**TASK DIRECTIONS**
In the passage on Ralph Tyler's curriculum theory, what year is given for Basic Principles of Curriculum and Instruction?

**QUOTED TEXT**
####
Ralph Tyler’s classic work on curriculum theory Basic Principles of Curriculum and Instruction (1949) must be understood within its milieu; a time wherein schooling in America is at its stabilizing “cruise gear” in response to the demands of the Industrial Revolution. The ideology of schooling as a mass babysitting enterprise to produce good workers for the then-emerging corporate America of Ford, Chrysler, Exxon, Texaco and the merge of enterprises within the democracy of the military-industrial complex is seemingly in natural obedience with the scientific management ideology of Frederick Taylor.

The cult of efficiency was beginning to be dominantly embodying the tune of Walt Rostow’s economic ideology of The Five Stages of Growth; of which the nation was at its post-take-off stage. Tyler’s seemingly Deweyian approach if one is to read it superficially nonetheless has its fundamental flaw in the assumption if we analyze it within the critical theory perspective; of which the work of The Frankfurt School was then beginning the be developed at the same time scientific management was.

First, the assumption that the body of knowledge to be passed through the disciplines within the Tylerian curriculum context, presumed its neutrality. Knowledge is never neutral; it is preconditioned by its philosophy and politics and produced by those who own the means of production. They take the name “facts” and in some instances, oxymoronically passed down as historical facts.

Second, the Tylerian curriculum presumes that the learner can be “banked” of the facts for them are merely tabula rasas to be disciplined and socially reproduced in an input-output condition within the structural-functionalist point of view. The controversy the radical humanistic view of the existentialists or Marxist humanists who believe that learners can be conceived as critical beings who can see experiences dialectically and who are in the process of “being and becoming”.
####
**RECORDED INFORMATION**
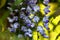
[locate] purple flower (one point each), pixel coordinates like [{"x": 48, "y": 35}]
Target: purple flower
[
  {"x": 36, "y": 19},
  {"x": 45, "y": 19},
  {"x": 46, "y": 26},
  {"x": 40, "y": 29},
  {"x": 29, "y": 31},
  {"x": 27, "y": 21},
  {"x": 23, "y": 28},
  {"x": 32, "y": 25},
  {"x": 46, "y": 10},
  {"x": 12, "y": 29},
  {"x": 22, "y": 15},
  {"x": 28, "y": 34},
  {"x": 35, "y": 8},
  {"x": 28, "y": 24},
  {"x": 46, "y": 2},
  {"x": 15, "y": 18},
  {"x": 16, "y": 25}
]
####
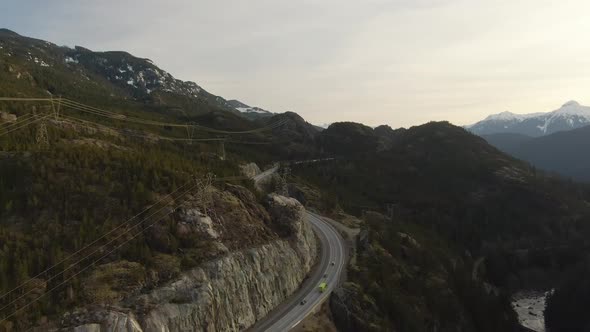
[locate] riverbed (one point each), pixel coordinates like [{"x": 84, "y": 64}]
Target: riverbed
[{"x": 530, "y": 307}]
####
**EXERCISE SOLUTION**
1949